(Data records)
☆ ☆ ☆ ☆
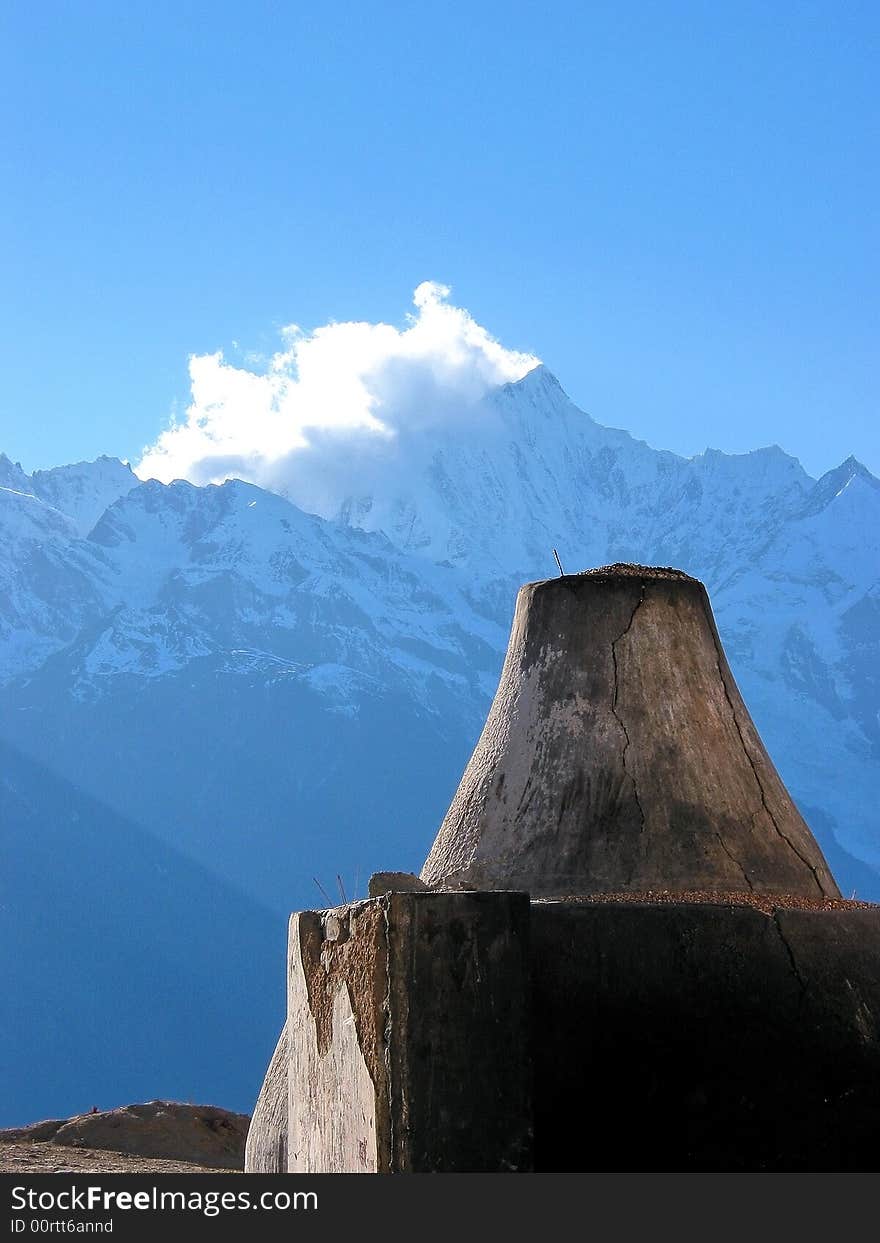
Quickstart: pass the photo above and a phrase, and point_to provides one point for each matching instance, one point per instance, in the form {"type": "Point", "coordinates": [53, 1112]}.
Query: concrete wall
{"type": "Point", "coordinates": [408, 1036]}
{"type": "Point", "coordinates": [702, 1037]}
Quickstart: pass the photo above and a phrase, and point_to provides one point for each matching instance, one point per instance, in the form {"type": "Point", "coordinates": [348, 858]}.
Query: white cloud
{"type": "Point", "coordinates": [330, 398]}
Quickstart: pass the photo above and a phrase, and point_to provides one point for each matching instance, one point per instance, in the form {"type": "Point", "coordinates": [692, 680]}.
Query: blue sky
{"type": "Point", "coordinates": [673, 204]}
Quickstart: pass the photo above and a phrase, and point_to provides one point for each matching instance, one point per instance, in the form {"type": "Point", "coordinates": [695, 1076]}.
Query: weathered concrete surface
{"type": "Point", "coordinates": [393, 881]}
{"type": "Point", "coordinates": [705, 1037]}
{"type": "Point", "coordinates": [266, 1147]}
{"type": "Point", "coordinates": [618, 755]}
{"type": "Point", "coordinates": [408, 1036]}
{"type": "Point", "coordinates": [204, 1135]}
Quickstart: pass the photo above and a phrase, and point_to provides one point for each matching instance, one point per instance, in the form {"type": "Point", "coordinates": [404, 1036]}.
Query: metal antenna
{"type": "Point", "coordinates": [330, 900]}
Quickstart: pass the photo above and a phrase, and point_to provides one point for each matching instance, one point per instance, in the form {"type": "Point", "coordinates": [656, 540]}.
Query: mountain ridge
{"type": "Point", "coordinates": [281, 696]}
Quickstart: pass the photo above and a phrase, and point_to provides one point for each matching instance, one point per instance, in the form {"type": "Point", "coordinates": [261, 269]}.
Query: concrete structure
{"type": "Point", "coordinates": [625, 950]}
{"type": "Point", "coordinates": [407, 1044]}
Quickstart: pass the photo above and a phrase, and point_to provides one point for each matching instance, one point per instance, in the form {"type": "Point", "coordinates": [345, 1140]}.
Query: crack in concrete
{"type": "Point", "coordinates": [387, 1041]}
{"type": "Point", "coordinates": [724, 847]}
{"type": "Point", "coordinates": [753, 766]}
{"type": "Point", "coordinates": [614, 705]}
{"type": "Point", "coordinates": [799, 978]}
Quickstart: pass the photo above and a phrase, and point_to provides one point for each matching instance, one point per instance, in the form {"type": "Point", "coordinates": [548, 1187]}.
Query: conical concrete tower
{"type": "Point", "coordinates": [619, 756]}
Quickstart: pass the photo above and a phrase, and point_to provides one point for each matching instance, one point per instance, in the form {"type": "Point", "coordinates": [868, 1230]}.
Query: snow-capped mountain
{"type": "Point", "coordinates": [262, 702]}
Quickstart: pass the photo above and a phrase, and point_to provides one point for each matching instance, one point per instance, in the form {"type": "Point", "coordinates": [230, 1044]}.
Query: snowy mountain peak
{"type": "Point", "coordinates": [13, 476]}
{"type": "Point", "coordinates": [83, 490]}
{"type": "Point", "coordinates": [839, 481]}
☆ ☆ ☆ ☆
### Work to be completed
Copy every line above in which the string "pass" shows up.

### Answer space
Quickstart: pass the photo above and a phrase, and point_to provides one point for each matching instance, one point per instance, in the form {"type": "Point", "coordinates": [53, 1112]}.
Quickstart: pass the photo above and a phrase, and point_to provides one point for each matching instance, one point per instance, in the form {"type": "Point", "coordinates": [348, 858]}.
Quickstart: pass the photo above and a phrase, and point_to provides one point for each matching instance, one point per instance, in the form {"type": "Point", "coordinates": [692, 680]}.
Quickstart: pass the photo above and a phrase, and point_to provides one point for each matching instance, one point per instance, in the form {"type": "Point", "coordinates": [695, 1076]}.
Quickstart: pass the photo above and a phrase, and point_to provides one point for each matching instance, one point per instance, in the form {"type": "Point", "coordinates": [404, 1036]}.
Quickstart: pass the photo above and a phrase, and point_to provides one point for each matching instance, one point per instance, in the form {"type": "Point", "coordinates": [656, 540]}.
Quickstart: pass the photo above and a phrase, and point_to provides one point for each matching instance, one point per instance, in the form {"type": "Point", "coordinates": [261, 269]}.
Quickstart: pass the photo above and a phrase, and point_to provides one point for each matching instance, one point per instance, in the form {"type": "Point", "coordinates": [345, 1140]}.
Quickstart: pass the photo above and a phrase, and point_to provides one point for each matching instance, one point per instance, in the form {"type": "Point", "coordinates": [548, 1187]}.
Quickstart: pass the photo above and a phrase, and point_to provides one point for each matching instance, one point per instance, in the form {"type": "Point", "coordinates": [868, 1230]}.
Quickstart: pass the photo above and a phrase, and point_to provides one point for each matching instance, one point per instance, in the form {"type": "Point", "coordinates": [230, 1044]}.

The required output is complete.